ECLI:NL:RBDHA:2019:3099
Rechtbank Den Haag
- Voorlopige voorziening
- Rechtspraak.nl
Afwijzing verzoek voorlopige voorziening in verband met inreisverbod
In deze zaak heeft de voorzieningenrechter van de Rechtbank Den Haag op 19 maart 2019 uitspraak gedaan op het verzoek om een voorlopige voorziening van de verzoeker, die een inreisverbod van twee jaar had gekregen van de Staatssecretaris van Justitie en Veiligheid. Het primaire besluit tot het opleggen van het inreisverbod was genomen op 15 oktober 2018, omdat verzoeker geen gevolg had gegeven aan een eerder terugkeerbesluit. Verzoeker heeft bezwaar gemaakt tegen dit besluit en verzocht om een voorlopige voorziening, zodat hij gedurende de bezwaarprocedure in Nederland kon blijven.

**Aangeleverde gegevens:**

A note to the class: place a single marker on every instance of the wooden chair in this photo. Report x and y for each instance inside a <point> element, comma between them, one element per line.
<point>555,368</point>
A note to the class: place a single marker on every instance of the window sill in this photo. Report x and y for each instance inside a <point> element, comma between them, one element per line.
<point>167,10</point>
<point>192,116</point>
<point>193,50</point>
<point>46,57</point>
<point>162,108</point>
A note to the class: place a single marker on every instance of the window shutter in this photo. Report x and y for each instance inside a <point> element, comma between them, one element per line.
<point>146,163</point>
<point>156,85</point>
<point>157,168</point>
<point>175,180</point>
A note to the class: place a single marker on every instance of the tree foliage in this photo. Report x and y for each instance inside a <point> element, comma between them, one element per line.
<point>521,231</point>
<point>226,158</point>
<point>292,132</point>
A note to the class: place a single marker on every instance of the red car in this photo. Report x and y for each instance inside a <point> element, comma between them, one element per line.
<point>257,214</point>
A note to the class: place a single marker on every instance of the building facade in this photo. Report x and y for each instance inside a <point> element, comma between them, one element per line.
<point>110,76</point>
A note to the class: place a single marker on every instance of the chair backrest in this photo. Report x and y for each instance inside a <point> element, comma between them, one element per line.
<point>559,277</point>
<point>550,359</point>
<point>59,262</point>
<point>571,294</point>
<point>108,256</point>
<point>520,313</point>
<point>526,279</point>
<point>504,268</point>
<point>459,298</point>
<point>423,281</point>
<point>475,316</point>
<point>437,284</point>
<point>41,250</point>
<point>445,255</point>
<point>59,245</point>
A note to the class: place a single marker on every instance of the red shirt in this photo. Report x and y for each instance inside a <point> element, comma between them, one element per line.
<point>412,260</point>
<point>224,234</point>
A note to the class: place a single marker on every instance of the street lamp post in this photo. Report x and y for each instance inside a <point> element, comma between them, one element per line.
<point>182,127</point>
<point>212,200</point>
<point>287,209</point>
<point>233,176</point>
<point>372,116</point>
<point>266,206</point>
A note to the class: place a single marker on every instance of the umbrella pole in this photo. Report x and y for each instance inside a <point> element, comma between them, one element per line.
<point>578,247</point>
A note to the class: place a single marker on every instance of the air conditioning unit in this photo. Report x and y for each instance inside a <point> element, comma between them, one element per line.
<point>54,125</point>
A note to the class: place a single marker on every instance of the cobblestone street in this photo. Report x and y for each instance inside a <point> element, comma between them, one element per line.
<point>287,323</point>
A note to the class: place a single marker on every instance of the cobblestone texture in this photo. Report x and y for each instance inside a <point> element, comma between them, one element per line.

**Opdrachten:**
- A) Geef voor elke bewering aan of die klopt met het fragment over het inreisverbod, met ja of nee en de beslissende woorden uit het fragment. (i) Het inreisverbod gold voor twee jaar. (ii) Het primaire besluit werd op 19 maart 2019 genomen. (iii) Verzoeker had gevolg gegeven aan een eerder terugkeerbesluit.
- B) Wie legde volgens het fragment het inreisverbod op?

**Oplossingen:**
- A)
(i) Ja: "een inreisverbod van twee jaar"
(ii) Nee: "was genomen op 15 oktober 2018"
(iii) Nee: "omdat verzoeker geen gevolg had gegeven aan een eerder terugkeerbesluit"

- B) De Staatssecretaris van Justitie en Veiligheid.